# Source text
※ ※ ※

Still Star-Crossed does a fantastic job staying true to Shakespeare’s Romeo & Juliet, especially in the way it is written. While I do think that is a good thing (and also says lots about author Melinda Taub’s writing talent), I believe the flowery dialogue will scare off some potential readers.

AUTHOR: Melinda Taub
SERIES: none
PUBLISHER: Delacorte Press
PUBLICATION DATE: July 9, 2013
ISBN: 9780385743501
PAGES: 352
SOURCE: public library Overdrive
GENRE: romance/Shakespeare spin-off
GIVE IT TO: MS, HS

SUMMARY OF STILL STAR-CROSSED

In the weeks following the deaths of Romeo and Juliet, the city of Verona is still being torn apart by endless fighting between the Capulets and the Montagues. Desperate for a solution, Prince Escalus arranges a betrothal between Rosaline (Juliet’s cousin and the girl Romeo liked before Juliet) and Benvolio (Romeo’s cousin and best friend) in the hopes that a marriage between the two houses will unite them.

Too bad Rosaline and Benvolio hate each other and resist the marriage with everything they have.

※ ※ ※

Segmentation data
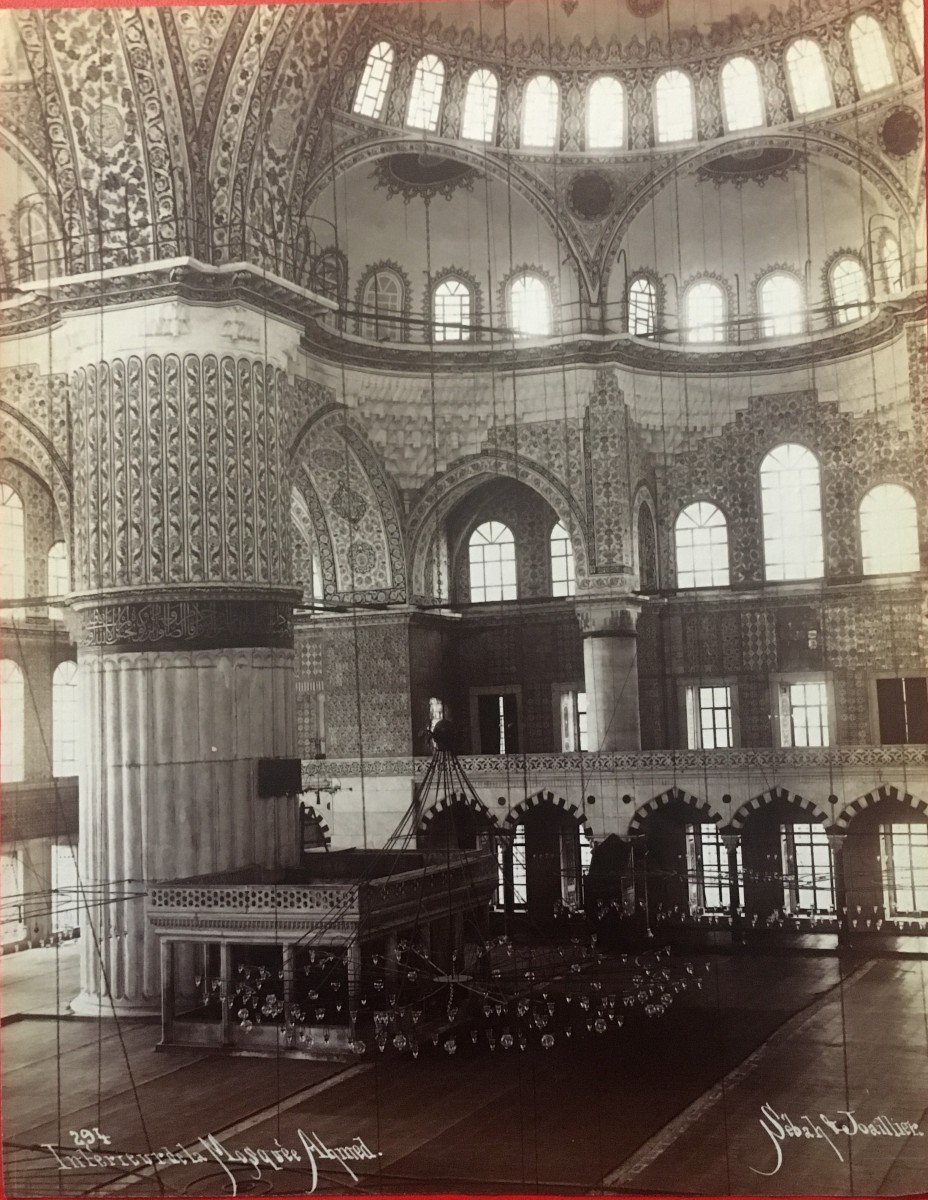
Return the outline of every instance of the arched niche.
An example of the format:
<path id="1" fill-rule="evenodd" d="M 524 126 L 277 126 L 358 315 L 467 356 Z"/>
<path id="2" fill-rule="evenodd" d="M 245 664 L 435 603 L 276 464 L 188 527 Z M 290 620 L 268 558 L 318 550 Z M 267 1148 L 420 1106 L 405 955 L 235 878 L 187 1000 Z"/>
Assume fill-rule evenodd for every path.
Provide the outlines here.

※ ※ ※

# Stated task 1
Copy the lines of every segmentation data entry verbatim, leaving out the pictures.
# Stated task 2
Write the next part of the Still Star-Crossed review, beginning right after its final sentence.

# Written answer 1
Return the outline of every instance of the arched niche.
An example of the format:
<path id="1" fill-rule="evenodd" d="M 524 126 L 277 126 L 358 315 L 467 356 Z"/>
<path id="2" fill-rule="evenodd" d="M 245 664 L 435 603 L 276 464 L 188 527 Z M 290 620 L 268 558 L 318 550 Z M 267 1148 L 420 1106 L 405 955 L 235 878 L 187 1000 Z"/>
Assume fill-rule evenodd for every path.
Provide the outlines here.

# Written answer 2
IF STILL STAR-CROSSED WERE FOOD, IT WOULD BE

Red onions. Lots of flavor, but the Shakespearean language will cause some readers to make a face.

REVIEW OF STILL STAR-CROSSED

I love Shakespeare myself, but even as an adult with a degree in English, Still Star-Crossed isn’t the easiest story to read and understand. As tough as Shakespeare is for me now, it was much, much harder when I was a teen. I never would have chosen this book for myself 25 years ago.

I understand this story because I have scruntinized R & J for high school and college courses. I have seen tons of R & J spin-off movies and read lots of R & J spin-off books. All of these things give me a prior knowledge base that helps me understand character and language, which most teen readers will not yet have.

It is well-written, but I got bored with the story at times. I skimmed some parts. It picks up when Rosaline and Benvolio make a pact to find a way out of their forced betrothal, but that’s not until about halfway through. Action is sparse in places, and I wasn’t sure if I was supposed to root for Rosaline + Benvolio or Rosaline + Prince Escalus.

Readers who make it to the end will be rewarded with a sweet and satisfying story where roguish Benvolio becomes quite the swoon-worthy suitor. I also enjoyed the subplot involving Rosaline’s sister Livia and County Paris, who was previously betrothed to Juliet.

THE BOTTOM LINE: Still Star-Crossed is a well-written spin-off that complements Romeo & Juliet nicely.

STATUS IN MY LIBRARY: On order. My students do sometimes request Shakespeare, particularly Romeo & Juliet stories, and this book would be an easy sell for those wanting to try it out.

READALIKES: Anyone But You (Askew/Helmes)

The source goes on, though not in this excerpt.